(SUPPLIED TEXT)

EASLEY — The Baptist Easley Foundation awarded the first annual Roddey E. Gettys III Clinical scholarships June 30 to three individuals pursuing careers in healthcare.
The program was originally spearheaded by Foundation board member Tom O’Hanlan to honor Gettys’ 40 plus years in the healthcare field, many of those at the helm of Baptist Easley Hospital, as a way to pass along the legacy Gettys had created in the community through his chosen profession.
“There were a lot of applications for these scholarships, but I only got to read three of them,” Gettys said during the ceremony. “Those three were yours (the recipients), and from what I understand, it was hard to choose just three the competition was so tight.”
In all there were 15 applicants for the inaugural scholarships and each was assessed based on the application, essays, letters of recommendation, and transcripts. The qualifying requirements are the student must have completed one full year of college in a health related field, be a member of Pickens, Anderson, Greenville, or Oconee counties, and demonstrate a commitment to community service.
2014’s recipients are Sheila Miller, Erin Reid and Amy Phillips.
Miller, a student at Greenville Technical College in the Physical Therapy Assistant program, and a self-published author is a non-traditional student who came to the healthcare field with a feeling of purpose.
“Over the course of my life, I’ve come to realize that I survived for a reason and I have a purpose on this earth,” Miller said. “My purpose is to bless others with my own God-given talents and abilities.”
A student in the nursing program at Anderson University, Reid says that “as a nurse I will be able to meet the physical needs of patients as well as assist them on a more intimate level. I am thankful for the opportunity to pursue a career seemingly tailored for my strengths as an individual.”
A 4.0 first year med student, Phillips attends USC School of Medicine Greenville and has volunteered over 150 hours to Access Health, helping provide health care to low income, uninsured patients.
“I am becoming a doctor because I want to provide exceptional care to my patients,” she said. “My desire to help others motivates me to take the time needed to develop relationships that enable me to understand each patient’s individual needs.”
Baptist Easley CEO Michael Batchelor emphasized the winners’ dedication to community during his remarks but stressed that for at least one day it was about them.

(End SUPPLIED TEXT)

• _PROBLEMS AND TASKS_
1. Update the scholarship article's text between "In all there" and "to community service.", inclusive, so that "community service" becomes "volunteer work".
2. According to the scholarship article, how many hours has Phillips volunteered to Access Health?

(DATA EXCERPTS)

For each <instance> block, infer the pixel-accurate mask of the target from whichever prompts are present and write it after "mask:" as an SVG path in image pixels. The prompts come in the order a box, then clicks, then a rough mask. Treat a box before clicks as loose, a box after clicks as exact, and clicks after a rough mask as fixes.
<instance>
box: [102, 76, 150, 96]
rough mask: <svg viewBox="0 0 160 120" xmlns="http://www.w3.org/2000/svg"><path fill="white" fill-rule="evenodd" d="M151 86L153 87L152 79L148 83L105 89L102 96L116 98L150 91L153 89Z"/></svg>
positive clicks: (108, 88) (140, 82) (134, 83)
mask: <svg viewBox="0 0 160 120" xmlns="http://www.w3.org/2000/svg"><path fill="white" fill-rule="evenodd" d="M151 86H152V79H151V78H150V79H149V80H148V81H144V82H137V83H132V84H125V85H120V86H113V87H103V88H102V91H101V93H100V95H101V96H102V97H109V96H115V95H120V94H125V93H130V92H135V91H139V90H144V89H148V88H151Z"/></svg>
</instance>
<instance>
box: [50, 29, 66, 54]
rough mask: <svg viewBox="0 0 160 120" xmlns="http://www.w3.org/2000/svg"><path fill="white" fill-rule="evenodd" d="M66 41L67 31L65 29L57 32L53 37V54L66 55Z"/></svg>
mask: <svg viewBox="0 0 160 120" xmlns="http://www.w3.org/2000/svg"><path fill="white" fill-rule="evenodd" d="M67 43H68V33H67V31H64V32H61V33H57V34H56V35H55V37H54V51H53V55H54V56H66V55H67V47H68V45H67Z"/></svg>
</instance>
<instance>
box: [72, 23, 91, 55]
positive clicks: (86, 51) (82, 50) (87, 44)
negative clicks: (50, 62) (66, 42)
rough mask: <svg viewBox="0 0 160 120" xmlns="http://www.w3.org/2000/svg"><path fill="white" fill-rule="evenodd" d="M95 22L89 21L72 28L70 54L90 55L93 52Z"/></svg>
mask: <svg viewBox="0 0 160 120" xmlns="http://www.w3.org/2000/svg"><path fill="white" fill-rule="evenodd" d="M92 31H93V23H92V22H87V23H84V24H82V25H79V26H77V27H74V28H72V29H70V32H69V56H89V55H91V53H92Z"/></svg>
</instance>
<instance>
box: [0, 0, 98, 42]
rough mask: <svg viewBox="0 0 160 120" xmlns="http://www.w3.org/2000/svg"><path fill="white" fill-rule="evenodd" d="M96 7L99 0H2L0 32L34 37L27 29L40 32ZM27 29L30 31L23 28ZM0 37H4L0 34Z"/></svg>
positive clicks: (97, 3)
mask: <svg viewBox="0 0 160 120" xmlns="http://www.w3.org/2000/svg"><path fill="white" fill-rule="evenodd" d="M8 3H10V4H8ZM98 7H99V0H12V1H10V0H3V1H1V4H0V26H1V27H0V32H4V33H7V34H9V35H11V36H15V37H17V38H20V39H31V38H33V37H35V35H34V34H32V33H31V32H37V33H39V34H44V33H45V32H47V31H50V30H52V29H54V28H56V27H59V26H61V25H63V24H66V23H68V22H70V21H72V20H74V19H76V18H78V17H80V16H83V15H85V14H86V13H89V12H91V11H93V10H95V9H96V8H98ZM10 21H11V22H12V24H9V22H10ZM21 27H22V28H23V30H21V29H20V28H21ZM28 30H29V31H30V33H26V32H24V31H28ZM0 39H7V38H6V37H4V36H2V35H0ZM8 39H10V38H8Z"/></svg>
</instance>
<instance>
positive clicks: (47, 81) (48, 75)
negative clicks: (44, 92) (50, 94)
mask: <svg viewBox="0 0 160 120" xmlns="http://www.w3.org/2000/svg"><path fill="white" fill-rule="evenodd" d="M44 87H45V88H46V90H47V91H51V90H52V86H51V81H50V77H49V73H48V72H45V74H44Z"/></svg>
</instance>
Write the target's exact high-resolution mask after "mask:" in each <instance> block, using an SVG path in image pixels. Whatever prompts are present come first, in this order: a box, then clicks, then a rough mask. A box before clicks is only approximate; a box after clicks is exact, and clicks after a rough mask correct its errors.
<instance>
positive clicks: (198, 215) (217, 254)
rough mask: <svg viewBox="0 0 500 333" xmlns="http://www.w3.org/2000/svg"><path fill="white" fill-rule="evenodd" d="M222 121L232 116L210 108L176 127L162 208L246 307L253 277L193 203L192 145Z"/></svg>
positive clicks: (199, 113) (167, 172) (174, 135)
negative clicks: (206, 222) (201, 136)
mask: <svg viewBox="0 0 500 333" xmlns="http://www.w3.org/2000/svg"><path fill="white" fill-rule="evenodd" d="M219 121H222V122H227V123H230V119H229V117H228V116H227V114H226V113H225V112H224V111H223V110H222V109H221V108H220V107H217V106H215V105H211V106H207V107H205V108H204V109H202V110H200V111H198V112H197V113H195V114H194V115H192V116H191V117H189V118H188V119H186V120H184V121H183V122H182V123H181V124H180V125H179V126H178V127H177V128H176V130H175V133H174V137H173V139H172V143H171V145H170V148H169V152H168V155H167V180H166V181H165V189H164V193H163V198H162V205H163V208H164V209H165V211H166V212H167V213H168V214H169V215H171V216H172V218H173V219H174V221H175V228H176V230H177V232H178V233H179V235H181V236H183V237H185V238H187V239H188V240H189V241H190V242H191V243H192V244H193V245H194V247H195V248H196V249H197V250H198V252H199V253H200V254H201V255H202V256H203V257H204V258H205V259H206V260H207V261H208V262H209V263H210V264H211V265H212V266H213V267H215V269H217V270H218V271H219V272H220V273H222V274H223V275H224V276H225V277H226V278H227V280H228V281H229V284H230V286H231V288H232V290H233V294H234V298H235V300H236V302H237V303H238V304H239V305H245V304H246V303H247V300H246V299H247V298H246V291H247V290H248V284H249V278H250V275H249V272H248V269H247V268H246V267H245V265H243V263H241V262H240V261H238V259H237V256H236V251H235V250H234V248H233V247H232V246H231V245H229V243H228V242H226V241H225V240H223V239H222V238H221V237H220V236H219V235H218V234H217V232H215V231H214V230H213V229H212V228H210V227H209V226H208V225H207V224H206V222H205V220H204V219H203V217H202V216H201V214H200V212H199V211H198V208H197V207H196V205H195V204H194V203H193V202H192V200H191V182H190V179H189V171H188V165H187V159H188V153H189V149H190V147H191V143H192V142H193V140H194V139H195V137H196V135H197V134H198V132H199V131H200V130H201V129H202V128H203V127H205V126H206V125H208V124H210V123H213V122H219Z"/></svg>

(End DATA EXCERPTS)

• _EXERCISE ANSWERS_
1.
In all there were 15 applicants for the inaugural scholarships and each was assessed based on the application, essays, letters of recommendation, and transcripts. The qualifying requirements are the student must have completed one full year of college in a health related field, be a member of Pickens, Anderson, Greenville, or Oconee counties, and demonstrate a commitment to volunteer work.

2. Over 150 hours.